● **Problem to solve**:
Continue the email thread below about the HDFS explainer comic and how the namenode keeps track of blocks, starting right after its last line.

Hi Dieter

Very clear.  The comic format works indeed quite well.
> I never considered comics as a serious ("professional") way to get
> something explained efficiently,
> but this shows people should think twice before they start writing their
> next documentation.
>

Thanks! :)


> one question though: if a DN has a corrupted block, why does the NN only
> remove the bad DN from the block's list, and not the block from the DN list?
>

You are right. This needs to be fixed.


> (also, does it really store the data in 2 separate tables?  This looks to
> me like 2 different views of the same data?)


Actually its more than two tables... I have personally found the data
structures rather contrived.

In the org.apache.hadoop.hdfs.server.namenode package, information is kept
in multiple places:
- InodeFile, which has a list of blocks for a given file
- FSNamesystem, has a map of block -> {inode, datanodes}
- BlockInfo, which stores information in rather strange manner:

    /**

     * This array contains triplets of references.

     * For each i-th data-node the block belongs to

     * triplets[3*i] is the reference to the DatanodeDescriptor

     * and triplets[3*i+1] and triplets[3*i+2] are references

     * to the previous and the next blocks, respectively, in the

     * list of blocks belonging to this data-node.

     */

private Object[] triplets;





> On Thu, 1 Dec 2011 08:53:31 +0100
> "Alexander C.H. Lorenz" <wget.n...@googlemail.com> wrote:
>
> > Hi all,
> >
> > very cool comic!

● **Stored data**:
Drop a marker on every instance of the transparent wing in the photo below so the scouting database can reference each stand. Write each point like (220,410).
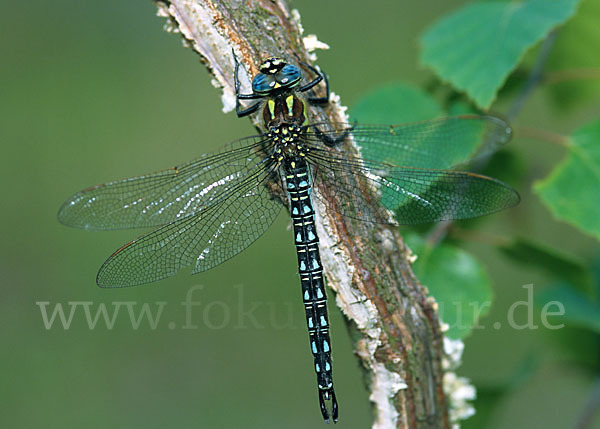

● **Result for this task**:
> >
> > Thanks,
> >  Alex
> >
> > On Wed, Nov 30, 2011 at 11:58 PM, Abhishek Pratap Singh
> > <manu.i...@gmail.com
> > > wrote:
> >
> > > Hi,
> > >
> > > This is indeed a good way to explain, most of the improvement has
> > > already been discussed. waiting for sequel of this comic.
> > >
> > > Regards,
> > > Abhishek
> > >
> > > On Wed, Nov 30, 2011 at 1:55 PM, maneesh varshney
> > > <mvarsh...@gmail.com
> > > >wrote:
> > >
> > > > Hi Matthew
> > > >
> > > > I agree with both you and Prashant. The strip needs to be
> > > > modified to explain that these can be default values that can be
> > > > optionally
> > > overridden
> > > > (which I will fix in the next iteration).
> > > >
> > > > However, from the 'understanding concepts of HDFS' point of view,
> > > > I still think that block size and replication factors are the
> > > > real strengths of HDFS, and the learners must be exposed to them
> > > > so that they get to see
> > > how
> > > > hdfs is significantly different from conventional file systems.
> > > >
> > > > On personal note: thanks for the first part of your message :)
> > > >
> > > > -Maneesh
> > > >
> > > >
> > > > On Wed, Nov 30, 2011 at 1:36 PM, GOEKE, MATTHEW (AG/1000) <
> > > > matthew.go...@monsanto.com> wrote:
> > > >
> > > > > Maneesh,
> > > > >
> > > > > Firstly, I love the comic :)
> > > > >
> > > > > Secondly, I am inclined to agree with Prashant on this latest
> > > > > point.
> > > > While
> > > > > one code path could take us through the user defining command
> > > > > line overrides (e.g. hadoop fs -D blah -put foo bar) I think it
> > > > > might
> > > confuse
> > > > a
> > > > > person new to Hadoop. The most common flow would be using admin
> > > > determined
> > > > > values from hdfs-site and the only thing that would need to
> > > > > change is
> > > > that
> > > > > conversation happening between client / server and not user /
> > > > > client.
> > > > >
> > > > > Matt
> > > > >
> > > > > -----Original Message-----
> > > > > From: Prashant Kommireddi [mailto:prash1...@gmail.com]
> > > > > Sent: Wednesday, November 30, 2011 3:28 PM
> > > > > To: common-user@hadoop.apache.org
> > > > > Subject: Re: HDFS Explained as Comics
> > > > >
> > > > > Sure, its just a case of how readers interpret it.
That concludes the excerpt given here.